◆ What to do
In the listing below, copy out word for word every line from the one containing "Where can you see the rough" through the one containing "column 709, row 285", including both of those lines.

──────── Input material ────────

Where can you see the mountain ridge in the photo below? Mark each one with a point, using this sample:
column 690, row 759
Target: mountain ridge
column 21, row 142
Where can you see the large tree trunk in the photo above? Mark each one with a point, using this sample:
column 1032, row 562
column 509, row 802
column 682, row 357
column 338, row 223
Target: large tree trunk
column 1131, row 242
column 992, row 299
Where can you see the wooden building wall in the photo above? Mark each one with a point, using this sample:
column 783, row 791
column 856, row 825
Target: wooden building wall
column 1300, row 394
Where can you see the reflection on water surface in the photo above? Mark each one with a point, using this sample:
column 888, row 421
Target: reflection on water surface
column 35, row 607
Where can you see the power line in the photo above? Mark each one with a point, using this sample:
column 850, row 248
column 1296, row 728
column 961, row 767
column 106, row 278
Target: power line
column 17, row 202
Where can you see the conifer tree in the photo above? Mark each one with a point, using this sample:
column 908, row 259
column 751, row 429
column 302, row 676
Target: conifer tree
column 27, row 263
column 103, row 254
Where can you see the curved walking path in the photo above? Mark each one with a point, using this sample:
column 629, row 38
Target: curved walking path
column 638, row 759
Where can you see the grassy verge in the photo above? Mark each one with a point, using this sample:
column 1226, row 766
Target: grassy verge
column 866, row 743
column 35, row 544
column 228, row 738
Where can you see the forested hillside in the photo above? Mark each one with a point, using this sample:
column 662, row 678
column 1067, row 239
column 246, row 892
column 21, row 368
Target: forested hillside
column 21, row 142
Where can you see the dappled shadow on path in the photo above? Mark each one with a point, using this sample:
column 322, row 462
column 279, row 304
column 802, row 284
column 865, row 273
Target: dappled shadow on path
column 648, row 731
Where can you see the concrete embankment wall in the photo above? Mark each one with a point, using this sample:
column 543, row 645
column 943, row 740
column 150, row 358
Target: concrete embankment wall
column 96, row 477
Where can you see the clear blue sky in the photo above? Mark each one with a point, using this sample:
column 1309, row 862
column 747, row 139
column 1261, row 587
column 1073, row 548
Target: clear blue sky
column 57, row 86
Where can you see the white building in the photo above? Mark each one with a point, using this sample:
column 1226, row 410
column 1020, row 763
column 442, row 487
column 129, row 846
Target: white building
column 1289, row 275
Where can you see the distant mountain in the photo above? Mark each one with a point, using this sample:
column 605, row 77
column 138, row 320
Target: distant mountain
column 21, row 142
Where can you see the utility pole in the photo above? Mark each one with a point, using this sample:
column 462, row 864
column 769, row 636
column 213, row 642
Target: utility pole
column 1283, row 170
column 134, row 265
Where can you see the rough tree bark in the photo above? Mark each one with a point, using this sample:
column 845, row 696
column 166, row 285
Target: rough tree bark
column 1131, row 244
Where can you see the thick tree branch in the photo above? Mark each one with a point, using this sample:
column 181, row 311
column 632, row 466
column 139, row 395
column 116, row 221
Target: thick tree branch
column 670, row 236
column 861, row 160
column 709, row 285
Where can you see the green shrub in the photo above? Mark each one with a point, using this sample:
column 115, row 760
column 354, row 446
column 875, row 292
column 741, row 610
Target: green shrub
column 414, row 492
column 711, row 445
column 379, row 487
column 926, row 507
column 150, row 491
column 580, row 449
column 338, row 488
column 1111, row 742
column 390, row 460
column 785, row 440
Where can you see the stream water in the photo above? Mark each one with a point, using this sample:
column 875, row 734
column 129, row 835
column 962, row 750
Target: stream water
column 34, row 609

────────

◆ Output of the exercise
Where can you see the rough tree bark in the photo above? Mark each one with a point, using this sample:
column 845, row 696
column 166, row 285
Target: rough tree bark
column 1131, row 244
Where can you see the thick tree branch in the photo above? Mark each one with a point, using this sample:
column 181, row 311
column 632, row 466
column 139, row 395
column 116, row 221
Target: thick tree branch
column 670, row 236
column 861, row 160
column 709, row 285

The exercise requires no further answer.